» **EXERCISE AIM**
Copy only this range: the line with "Task: mark each instance of the tree with" through the final line of the material, inclusive at both ends.

» **STORED DATA**
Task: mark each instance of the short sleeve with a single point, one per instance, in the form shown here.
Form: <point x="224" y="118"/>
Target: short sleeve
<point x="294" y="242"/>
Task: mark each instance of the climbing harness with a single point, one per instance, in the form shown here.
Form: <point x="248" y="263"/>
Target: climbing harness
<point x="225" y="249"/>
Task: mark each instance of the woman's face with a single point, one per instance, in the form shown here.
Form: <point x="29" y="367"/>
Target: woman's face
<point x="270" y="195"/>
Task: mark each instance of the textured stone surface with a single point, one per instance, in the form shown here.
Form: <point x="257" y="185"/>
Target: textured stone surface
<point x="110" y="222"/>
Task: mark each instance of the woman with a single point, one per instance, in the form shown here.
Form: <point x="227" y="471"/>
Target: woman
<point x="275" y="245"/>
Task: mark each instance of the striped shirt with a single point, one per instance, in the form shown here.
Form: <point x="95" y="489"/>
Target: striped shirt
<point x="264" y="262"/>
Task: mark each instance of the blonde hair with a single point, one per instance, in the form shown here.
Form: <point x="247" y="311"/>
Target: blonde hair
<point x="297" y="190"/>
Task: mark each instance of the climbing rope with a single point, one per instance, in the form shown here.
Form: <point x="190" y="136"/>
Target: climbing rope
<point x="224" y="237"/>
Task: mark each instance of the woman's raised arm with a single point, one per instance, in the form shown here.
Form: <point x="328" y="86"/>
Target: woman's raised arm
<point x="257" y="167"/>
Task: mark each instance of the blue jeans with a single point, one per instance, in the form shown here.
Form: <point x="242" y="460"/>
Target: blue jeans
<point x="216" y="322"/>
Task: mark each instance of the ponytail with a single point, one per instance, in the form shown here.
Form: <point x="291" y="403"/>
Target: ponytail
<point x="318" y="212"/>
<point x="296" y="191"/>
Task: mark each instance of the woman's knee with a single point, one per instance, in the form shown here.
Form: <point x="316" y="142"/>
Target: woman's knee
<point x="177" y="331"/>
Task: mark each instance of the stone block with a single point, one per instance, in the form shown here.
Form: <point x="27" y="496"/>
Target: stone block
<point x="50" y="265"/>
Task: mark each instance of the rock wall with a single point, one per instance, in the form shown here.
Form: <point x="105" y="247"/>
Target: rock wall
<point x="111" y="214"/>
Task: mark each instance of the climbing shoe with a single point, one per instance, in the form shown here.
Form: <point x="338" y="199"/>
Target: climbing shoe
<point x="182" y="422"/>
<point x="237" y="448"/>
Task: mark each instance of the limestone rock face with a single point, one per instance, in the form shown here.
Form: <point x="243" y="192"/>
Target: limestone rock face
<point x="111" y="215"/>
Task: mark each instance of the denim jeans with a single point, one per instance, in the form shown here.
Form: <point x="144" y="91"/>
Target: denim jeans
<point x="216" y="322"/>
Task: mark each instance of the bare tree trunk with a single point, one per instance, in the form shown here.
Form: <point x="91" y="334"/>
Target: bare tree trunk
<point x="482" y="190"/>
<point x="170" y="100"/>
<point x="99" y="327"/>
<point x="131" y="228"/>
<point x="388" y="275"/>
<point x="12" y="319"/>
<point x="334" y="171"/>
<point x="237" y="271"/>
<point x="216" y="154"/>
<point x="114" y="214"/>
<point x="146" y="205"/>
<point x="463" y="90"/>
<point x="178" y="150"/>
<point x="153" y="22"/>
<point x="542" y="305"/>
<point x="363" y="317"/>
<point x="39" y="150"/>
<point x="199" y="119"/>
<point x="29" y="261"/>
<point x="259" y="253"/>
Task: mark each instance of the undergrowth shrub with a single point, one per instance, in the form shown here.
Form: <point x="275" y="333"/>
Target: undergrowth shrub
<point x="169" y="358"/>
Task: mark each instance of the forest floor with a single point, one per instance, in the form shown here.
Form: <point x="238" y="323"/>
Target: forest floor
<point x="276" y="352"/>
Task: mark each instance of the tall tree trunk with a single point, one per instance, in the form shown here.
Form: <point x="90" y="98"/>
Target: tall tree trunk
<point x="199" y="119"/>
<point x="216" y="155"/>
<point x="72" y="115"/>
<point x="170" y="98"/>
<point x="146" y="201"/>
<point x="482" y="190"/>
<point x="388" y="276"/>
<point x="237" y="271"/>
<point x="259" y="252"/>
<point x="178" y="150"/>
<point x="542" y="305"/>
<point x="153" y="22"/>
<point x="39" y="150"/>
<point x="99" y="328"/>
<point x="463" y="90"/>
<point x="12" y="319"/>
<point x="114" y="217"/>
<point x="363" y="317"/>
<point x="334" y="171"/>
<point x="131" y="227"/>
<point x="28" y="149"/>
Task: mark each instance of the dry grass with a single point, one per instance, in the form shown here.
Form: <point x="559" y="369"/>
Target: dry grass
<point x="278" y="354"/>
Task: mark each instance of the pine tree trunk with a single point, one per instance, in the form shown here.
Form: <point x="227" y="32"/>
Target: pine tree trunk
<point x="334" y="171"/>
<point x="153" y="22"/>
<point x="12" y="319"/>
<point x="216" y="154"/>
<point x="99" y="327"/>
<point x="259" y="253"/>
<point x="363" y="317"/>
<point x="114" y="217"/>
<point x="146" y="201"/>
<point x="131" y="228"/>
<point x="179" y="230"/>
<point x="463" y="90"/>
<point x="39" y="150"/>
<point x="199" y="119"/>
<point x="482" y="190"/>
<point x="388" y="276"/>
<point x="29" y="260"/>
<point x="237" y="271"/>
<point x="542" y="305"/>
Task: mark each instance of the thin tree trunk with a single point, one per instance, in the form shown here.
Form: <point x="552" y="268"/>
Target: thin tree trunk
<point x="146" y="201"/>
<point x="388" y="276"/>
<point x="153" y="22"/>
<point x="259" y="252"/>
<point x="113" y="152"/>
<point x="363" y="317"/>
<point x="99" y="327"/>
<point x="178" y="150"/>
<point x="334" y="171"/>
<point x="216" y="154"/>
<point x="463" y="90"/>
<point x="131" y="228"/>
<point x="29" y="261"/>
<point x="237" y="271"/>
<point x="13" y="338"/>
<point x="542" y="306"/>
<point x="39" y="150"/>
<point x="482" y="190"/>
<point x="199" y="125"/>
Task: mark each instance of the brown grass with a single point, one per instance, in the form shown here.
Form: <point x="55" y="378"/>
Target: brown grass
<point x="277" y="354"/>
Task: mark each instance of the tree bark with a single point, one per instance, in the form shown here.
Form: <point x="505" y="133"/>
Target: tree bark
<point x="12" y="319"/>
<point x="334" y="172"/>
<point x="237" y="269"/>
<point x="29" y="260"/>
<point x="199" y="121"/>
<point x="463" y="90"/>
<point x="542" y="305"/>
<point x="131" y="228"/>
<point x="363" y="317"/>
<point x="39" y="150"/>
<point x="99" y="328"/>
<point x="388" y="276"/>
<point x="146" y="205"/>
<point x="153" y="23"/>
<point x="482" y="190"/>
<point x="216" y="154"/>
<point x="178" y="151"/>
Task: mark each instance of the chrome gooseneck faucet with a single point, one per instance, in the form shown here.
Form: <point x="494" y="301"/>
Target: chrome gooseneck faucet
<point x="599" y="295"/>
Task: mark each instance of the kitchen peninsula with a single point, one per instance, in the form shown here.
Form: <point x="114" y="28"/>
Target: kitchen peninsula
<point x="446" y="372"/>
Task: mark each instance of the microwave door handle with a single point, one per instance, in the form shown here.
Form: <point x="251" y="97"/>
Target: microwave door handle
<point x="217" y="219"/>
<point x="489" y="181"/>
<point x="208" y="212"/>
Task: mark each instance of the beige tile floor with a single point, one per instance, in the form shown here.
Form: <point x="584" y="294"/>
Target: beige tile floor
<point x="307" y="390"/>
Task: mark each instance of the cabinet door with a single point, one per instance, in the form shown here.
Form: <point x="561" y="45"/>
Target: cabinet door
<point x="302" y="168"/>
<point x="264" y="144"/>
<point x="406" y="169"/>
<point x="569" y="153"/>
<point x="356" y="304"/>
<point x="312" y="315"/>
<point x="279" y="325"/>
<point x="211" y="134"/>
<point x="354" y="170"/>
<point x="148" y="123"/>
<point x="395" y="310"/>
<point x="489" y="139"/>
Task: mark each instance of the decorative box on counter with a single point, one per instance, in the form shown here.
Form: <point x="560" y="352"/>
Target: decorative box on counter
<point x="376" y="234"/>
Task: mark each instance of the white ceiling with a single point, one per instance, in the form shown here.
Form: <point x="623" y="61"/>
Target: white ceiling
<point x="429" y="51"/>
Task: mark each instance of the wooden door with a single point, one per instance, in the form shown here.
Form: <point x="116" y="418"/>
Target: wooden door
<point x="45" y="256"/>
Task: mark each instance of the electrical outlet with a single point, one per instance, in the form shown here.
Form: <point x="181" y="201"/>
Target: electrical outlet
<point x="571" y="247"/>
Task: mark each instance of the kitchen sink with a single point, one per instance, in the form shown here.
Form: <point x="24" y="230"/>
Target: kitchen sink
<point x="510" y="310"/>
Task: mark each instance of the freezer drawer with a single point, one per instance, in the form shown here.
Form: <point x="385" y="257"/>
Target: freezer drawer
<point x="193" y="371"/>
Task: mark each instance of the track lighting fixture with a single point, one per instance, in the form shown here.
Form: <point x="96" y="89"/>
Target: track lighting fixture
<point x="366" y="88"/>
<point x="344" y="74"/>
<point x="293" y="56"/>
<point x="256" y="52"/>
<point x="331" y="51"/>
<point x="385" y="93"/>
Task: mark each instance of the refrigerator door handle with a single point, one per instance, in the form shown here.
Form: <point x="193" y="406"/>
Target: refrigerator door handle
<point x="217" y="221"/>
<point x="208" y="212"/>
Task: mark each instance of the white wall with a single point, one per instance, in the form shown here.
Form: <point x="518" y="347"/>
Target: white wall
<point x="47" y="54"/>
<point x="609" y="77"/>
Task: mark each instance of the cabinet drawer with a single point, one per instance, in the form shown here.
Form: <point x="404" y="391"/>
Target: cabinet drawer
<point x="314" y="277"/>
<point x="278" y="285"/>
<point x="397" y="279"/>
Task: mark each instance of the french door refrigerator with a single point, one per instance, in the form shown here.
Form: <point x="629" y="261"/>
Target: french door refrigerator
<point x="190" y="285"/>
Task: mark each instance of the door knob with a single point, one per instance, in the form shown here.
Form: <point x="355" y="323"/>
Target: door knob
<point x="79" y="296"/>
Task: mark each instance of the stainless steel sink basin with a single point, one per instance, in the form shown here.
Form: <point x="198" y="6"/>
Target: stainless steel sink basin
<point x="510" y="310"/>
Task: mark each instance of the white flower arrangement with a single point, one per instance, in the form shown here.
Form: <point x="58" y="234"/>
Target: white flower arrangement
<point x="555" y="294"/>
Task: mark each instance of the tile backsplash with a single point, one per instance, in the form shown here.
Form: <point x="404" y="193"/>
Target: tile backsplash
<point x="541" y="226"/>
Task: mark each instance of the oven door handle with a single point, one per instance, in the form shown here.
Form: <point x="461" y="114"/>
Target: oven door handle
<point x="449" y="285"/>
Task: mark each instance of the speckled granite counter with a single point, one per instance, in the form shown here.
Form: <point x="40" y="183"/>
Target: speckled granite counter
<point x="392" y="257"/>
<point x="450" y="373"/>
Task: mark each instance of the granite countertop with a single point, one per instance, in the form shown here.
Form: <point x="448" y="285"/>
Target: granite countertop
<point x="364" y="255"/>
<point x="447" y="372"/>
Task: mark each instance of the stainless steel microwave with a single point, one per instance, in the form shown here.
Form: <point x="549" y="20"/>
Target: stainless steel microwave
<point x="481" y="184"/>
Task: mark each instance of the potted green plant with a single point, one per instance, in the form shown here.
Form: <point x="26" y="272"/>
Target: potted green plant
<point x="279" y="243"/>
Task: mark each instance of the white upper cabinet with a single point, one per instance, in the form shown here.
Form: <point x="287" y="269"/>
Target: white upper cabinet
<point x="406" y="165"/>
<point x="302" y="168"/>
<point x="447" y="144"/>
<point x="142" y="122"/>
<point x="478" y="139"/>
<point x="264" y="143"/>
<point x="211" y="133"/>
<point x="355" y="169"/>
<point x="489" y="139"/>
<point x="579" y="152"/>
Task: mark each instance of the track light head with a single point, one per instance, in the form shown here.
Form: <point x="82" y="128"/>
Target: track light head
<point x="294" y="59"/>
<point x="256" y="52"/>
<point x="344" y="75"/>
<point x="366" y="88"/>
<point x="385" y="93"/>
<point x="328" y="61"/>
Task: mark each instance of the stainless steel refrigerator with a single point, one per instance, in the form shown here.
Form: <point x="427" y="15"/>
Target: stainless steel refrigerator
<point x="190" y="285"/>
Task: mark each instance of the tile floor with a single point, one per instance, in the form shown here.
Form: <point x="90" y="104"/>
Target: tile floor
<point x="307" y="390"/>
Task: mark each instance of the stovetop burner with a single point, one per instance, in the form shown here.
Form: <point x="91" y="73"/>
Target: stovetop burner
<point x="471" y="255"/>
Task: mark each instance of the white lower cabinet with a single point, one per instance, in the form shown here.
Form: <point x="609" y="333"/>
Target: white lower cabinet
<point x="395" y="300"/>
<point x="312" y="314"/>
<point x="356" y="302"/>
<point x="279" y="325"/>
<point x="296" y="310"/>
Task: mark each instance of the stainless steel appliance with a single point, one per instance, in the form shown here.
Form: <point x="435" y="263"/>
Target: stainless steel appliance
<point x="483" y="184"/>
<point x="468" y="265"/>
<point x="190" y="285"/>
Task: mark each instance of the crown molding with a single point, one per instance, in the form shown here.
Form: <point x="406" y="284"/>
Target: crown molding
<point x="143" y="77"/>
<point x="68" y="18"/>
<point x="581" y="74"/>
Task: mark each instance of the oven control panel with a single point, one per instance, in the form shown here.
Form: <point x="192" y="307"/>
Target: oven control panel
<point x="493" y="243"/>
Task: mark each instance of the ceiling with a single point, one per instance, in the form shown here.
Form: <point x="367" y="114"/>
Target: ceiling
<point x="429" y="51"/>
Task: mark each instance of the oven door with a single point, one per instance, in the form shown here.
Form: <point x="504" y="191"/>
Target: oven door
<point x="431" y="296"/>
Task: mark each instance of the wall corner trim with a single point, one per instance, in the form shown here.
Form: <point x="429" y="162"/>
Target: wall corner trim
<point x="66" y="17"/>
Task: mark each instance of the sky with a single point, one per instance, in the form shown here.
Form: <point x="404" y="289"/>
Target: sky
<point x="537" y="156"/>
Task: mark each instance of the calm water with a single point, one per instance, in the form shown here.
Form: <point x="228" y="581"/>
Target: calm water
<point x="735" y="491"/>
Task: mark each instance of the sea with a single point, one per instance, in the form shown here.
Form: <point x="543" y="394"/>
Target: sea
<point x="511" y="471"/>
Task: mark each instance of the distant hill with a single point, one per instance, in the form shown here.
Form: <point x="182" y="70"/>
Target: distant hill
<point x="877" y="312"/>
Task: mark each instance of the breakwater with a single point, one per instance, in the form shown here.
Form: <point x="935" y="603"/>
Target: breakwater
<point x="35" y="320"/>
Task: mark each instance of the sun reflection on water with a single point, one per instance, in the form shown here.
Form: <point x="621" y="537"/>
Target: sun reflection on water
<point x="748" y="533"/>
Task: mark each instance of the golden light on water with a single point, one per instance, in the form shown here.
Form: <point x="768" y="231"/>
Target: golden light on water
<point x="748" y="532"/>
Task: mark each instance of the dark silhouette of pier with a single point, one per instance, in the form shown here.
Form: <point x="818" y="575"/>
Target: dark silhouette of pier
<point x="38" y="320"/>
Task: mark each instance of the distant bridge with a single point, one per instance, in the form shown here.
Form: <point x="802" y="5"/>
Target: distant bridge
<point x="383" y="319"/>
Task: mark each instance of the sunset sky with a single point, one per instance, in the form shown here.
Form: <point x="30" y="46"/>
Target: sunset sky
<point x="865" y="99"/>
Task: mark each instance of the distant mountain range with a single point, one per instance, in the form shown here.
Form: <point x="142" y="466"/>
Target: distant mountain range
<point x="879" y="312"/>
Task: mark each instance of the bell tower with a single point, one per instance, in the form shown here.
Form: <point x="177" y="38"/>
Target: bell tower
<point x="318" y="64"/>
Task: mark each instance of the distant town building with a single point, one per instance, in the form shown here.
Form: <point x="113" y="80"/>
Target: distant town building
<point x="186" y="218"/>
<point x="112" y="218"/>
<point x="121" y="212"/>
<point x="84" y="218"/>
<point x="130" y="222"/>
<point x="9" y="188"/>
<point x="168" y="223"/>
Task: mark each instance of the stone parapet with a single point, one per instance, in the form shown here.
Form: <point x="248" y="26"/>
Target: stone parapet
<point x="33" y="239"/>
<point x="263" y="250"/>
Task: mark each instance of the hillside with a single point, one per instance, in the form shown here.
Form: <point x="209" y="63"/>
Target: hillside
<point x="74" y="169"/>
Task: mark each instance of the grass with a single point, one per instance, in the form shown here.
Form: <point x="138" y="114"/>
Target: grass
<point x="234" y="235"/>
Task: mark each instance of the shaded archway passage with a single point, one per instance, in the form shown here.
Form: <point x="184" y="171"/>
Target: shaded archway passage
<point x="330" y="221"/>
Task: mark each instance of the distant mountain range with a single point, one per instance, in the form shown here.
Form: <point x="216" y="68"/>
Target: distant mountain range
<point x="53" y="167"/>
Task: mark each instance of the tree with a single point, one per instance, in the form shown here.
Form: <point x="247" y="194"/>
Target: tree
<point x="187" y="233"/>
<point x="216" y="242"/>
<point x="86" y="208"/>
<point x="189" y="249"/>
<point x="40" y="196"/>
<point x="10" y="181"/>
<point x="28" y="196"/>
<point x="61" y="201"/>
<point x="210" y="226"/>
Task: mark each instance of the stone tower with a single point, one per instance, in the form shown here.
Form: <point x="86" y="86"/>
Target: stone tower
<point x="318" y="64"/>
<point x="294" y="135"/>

» **ANSWER IN FULL**
Task: mark each instance of the tree with a single point, one per instance, in the form shown here.
Form: <point x="247" y="194"/>
Target: tree
<point x="187" y="233"/>
<point x="216" y="242"/>
<point x="86" y="208"/>
<point x="189" y="249"/>
<point x="40" y="196"/>
<point x="10" y="181"/>
<point x="28" y="196"/>
<point x="61" y="201"/>
<point x="210" y="226"/>
Task: mark each instance of the stone tower with a single point, one per instance, in the form shown here.
Form: <point x="86" y="86"/>
Target: stone tower
<point x="318" y="64"/>
<point x="294" y="135"/>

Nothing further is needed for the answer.